- Aufgabe 1: Gib aus dem Artikel über den Kochwettbewerb die Stelle von "Authentizität ist gefragt." bis "die Luxemburger TV-Köchin." wortgetreu wieder.
- Aufgabe 2: Fasse im Artikel über den Kochwettbewerb den Absatz, der mit "Wild, Lamm, Kutteln." beginnt, als Liste zusammen und behalte dabei die wichtigsten Angaben bei.
- Aufgabe 3: Nimm den Artikel über den Kochwettbewerb nach seinem letzten Satz auf und schreibe ihn weiter.

- Textabschnitt:
================

Text: Kathia Baltisberger
Belgien vs. Schweiz. Die einen sind die Ruhe selbst. Bei anderen bilden sich Schweissperlen im Gesicht. Neun Kandidaten und eine Kandidatin kämpfen in Brüssel in der Vorausscheidung «West Europe» um den Einzug ins Finale des Kochwettbewerbs S.Pellegrino Young Chef. Die Region Westeuropa besteht aus Belgien und der Schweiz. Sechs Schweizer und vier Belgier treten gegeneinander an. Am Ende schafft es aber nur ein Kandidat oder eine Kandidatin ins Finale in Mailand. Für die Schweiz treten an: Andrea Vailati («Bauernschänke», Zürich), Raul Garcia, («Focus», Vitznau), Damien Delacoste (Restaurant Le Maguet, Les Evouettes), Diego Sgarabossa («The View», Lugano), Gianmarco Pallotta («Riffelalp», Zermatt) und Mirjam Schwarz («Zermatterhof», Zermatt).
Grosses Bild oben: Léa Linster, Mary Nozahic, Tim Boury, Raùl Garcia, Stefan Heilemann, David Martin (v.l.).
Authentizität ist gefragt. Die Jurymitglieder streifen um die Kochstationen herum, schauen den Kandidaten über die Schulter und in die Töpfe. «Sie machen ganz unterschiedliche Gerichte», sagt Mary Nohazic («La Table de Mary»). «Einige arbeiten sehr technisch, auf hohem Niveau. Andere machen etwas Einfaches wie Kutteln. Aber man muss das Resultat abwarten. Erst am Ende können wir ein Urteil fällen.» Ähnlich sieht es auch Léa Linster. «Es ist schön, dass die Kandidaten das machen, was sie wollen. Und nicht das, womit sie zu gewinnen glauben», sagt die Luxemburger TV-Köchin.
Wild, Lamm, Kutteln. Andrea Vailati will die Jury mit einem Hirsch überzeugen. Dafür verwendet er fast alles vom Tier, auch die Haxen. Raùl Garcia setzt auf ein Fischgericht. Zander: Muscheln und Artischocken landen auf seinem Teller. Damit alles gelingt, hat er sich einen Plan zurechtgelegt, bei dem jede Minute durchgetaktet ist. Etwas rustikaler geht Mirjam Schwarz an die Sache: Sie macht Emmentaler Lammvoressen verpackt in einer Praline. Diego Sgarabossa ist derjenige, der es mit Kutteln versucht. Dazu gibts verschiedenes Wurzelgemüse. Gianmarco Pallotta macht hauchdünne Cappelletti gefüllt mit «Chüngel». Und Damien Delacoste präsentiert einen «Spaziergang durch den Wald» mit Schwarzwurzeln, Pilzen und Hirsch.

================

- Erfasste Daten:
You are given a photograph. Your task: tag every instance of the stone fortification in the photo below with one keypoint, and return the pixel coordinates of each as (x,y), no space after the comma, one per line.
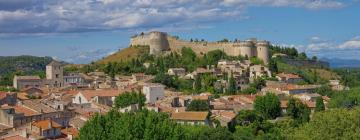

================

- Antwort 1:
Authentizität ist gefragt. Die Jurymitglieder streifen um die Kochstationen herum, schauen den Kandidaten über die Schulter und in die Töpfe. «Sie machen ganz unterschiedliche Gerichte», sagt Mary Nohazic («La Table de Mary»). «Einige arbeiten sehr technisch, auf hohem Niveau. Andere machen etwas Einfaches wie Kutteln. Aber man muss das Resultat abwarten. Erst am Ende können wir ein Urteil fällen.» Ähnlich sieht es auch Léa Linster. «Es ist schön, dass die Kandidaten das machen, was sie wollen. Und nicht das, womit sie zu gewinnen glauben», sagt die Luxemburger TV-Köchin.

- Antwort 2:
- Andrea Vailati: Hirsch, wobei er fast das ganze Tier verwendet, auch die Haxen
- Raùl Garcia: Fischgericht mit Zander, Muscheln und Artischocken nach einem minutengenau getakteten Plan
- Mirjam Schwarz: Emmentaler Lammvoressen, verpackt in einer Praline
- Diego Sgarabossa: Kutteln mit verschiedenem Wurzelgemüse
- Gianmarco Pallotta: hauchdünne Cappelletti, gefüllt mit «Chüngel»
- Damien Delacoste: «Spaziergang durch den Wald» mit Schwarzwurzeln, Pilzen und Hirsch

- Antwort 3:
Ein schmaler Grat. Mit in der Jury ist auch Stefan Heilemann («Widder» Zürich). Auch er macht sich ein erstes Bild. «Die einen sind akribisch vorbereitet, andere sind minimalistisch unterwegs. Ich glaube, man darf sich nicht übernehmen mit zu vielen Komponenten, aber man muss auch zeigen was man kann. Es soll schon ein anspruchsvolles Gericht sein.» Neben Geschmack und Optik gibt es noch andere Kriterien, die eine Rolle spielen. Zum Beispiel wie die Kandidaten mit Foodwaste umgehen. Abzug gibt es auch, wenn der Ofen unnötig lange läuft und Energie verschwendet wird.
And the winner is... Am Ende konnte Raùl Garcia das Rennen für sich entscheiden. Die Jury war von seinem Zander-Gericht begeistert. Raùl hingegen ist auch nach der Siegerehrung die Ruhe selbst. Das sei sein Naturell: «Ich mache halt immer das Beste aus der Situation. Was soll ich sonst machen? Ich kann es ja nicht ändern.» Am Morgen vor dem Wettbewerb zum Beispiel wurde zu wenig Zander geliefert. Raùl bleibt ruhig, arbeitet voran, bis der Zander nachgeliefert wird.
Mahler: «Ich heule grad.» Raùl ist gerade erst 20 Jahre alt und arbeitet als Souschef von Patrick Mahler im «Focus» im Park Hotel Vitznau. Die Lehre machte er in einem gutbürgerlichen Restaurant Anker in Teufen. Danach absolvierte er eine Stage bei Andreas Caminada. Auch bei Pascal Steffen im «Roots» arbeitete er bereits. Seit 1,5 Jahren ist er nun bei Mahler. Und der Chef könnte stolzer nicht sein. Weil er am gleichen Tag die Kitchen Party im Park Hotel schmeisst, konnte er nicht in Brüssel dabei sein. Doch der 18-Punktechef freut sich immens, schickt Herz-Smileys und schreibt per Whatsapp: «So geil! Ich heule grad!» Einziger Wermutstropfen: Raùl muss bald einrücken. Die RS hat er noch vor sich und wird dann erstmal 18 Wochen weg sein.